◆ Exercise tasks
a) For the text about The World After Gaza, say whether each statement agrees with it. Answer yes or no, and quote the words from the text that decide it. (i) Mishra's planned talk about the book at Oxford University was cancelled. (ii) Charlie English reviewed the book for The Hindu. (iii) Nagihan Haliloğlu disagrees with the book's epilogue.
b) From the text about The World After Gaza, quote the part from "Mishra introduces the" to "rise of anti-Semitism.".

◆ Text passage

## START

Mishra introduces the early emergence of Zionist thought and its entanglement with European ethnonationalist motives, arguing that this connection contributed to the rise of anti-Semitism.

==Style ==
According to Hamilton Cain and Stanly Johny, The World After Gaza is not centered on a single argument, nor is it solely composed of facts about history. Instead, it guides the reader from the Warsaw Ghetto Uprising of 1943 to the October 7 attacks, and from the West's racism and colonialism to the Israeli apartheid regime, featuring numerous quotations from such individuals as Hannah Arendt, Albert Einstein, Menachem Begin, Konrad Adenauer, Jean Améry, and Alfred Kazin. It resembles a stream-of-consciousness nonfiction novel.

==Publication and promotion==
Mishra was scheduled to give a talk about the book at Oxford University, but it was cancelled. He gave an interview to Australian Broadcasting Corporation.

==Reception ==
Stanly Johny, writing for The Hindu, The World After Gaza reads like "a stream of consciousness novel in non-fiction", and the main argument is frequently lost. However, Johny suggests while the book offers very little insight into the world after Gaza, "it is a compelling read on the moral faultlines of a violent past and present". Sasha Frere-Jones harshly criticizes the book as "genteel Zionist distortion" and "a title that monetizes Israel's genocide, slapped onto a book that barely mentions it".

Turkish literature scholar Nagihan Haliloğlu writes that the one part of the book she disagrees with is the epilogue, where Mishra expresses pessimism about the future of Israel/Palestine and the world. For Hamilton Cain, writing in The Minnesota Star Tribune, the book is "a coolly argued polemic that sifts insights from the gore and chaos". According to Somak Ghoshal, the "powerful new book" is "backed by formidable research" and includes "razor-sharp analyses" about both the Gaza war and the foundation of Israel. In a review for Postmodern Culture, John Cox writes that "Few writers... have as thoroughly and uncompromisingly interrogated the instrumentalization of the Holocaust—and the still-lingering notion of 'Holocaust uniqueness'" as Mishra's "magnificent" book.

Charlie English, writing for The Guardian, called the book an "erudite yet flawed analysis", and Mark Rapport concluded that "While not without its flaws, this is brave writing that demands to be read". While The Wall Street Journal called it a "repugnant book" for being overly critical of Israel, Steve Donoghue in The Open Letters Review found it "monstrous" that Mishra suggested that the debate as to whether Israel acted in legitimate self defense would never be settled. A remark by Alvin Rosenfeld in Commentary summarizes the substance of several other negative reviews:[Mishra] claims, an “orgy of bestial violence” on Israel’s part “challenges a fundamental assumption that human nature is intrinsically good [and] capable of empathy.” No one who has closely read Levi, Wiesel, and the various other writers Mishra cites would ever or could ever reasonably conclude that “human nature is intrinsically good.” It is not. The fact that it is not is one of the reasons Israel exists and must continue to exist.

## END

◆ Source material
## START

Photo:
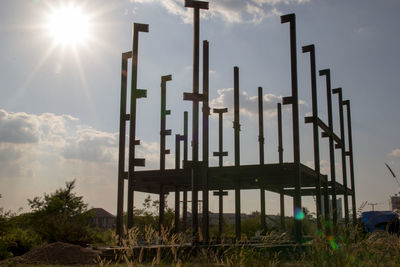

## END

◆ Answers to each task
a)
(i) Yes: "Mishra was scheduled to give a talk about the book at Oxford University, but it was cancelled."
(ii) No: "Charlie English, writing for The Guardian"
(iii) Yes: "the one part of the book she disagrees with is the epilogue"

b)
Mishra introduces the early emergence of Zionist thought and its entanglement with European ethnonationalist motives, arguing that this connection contributed to the rise of anti-Semitism.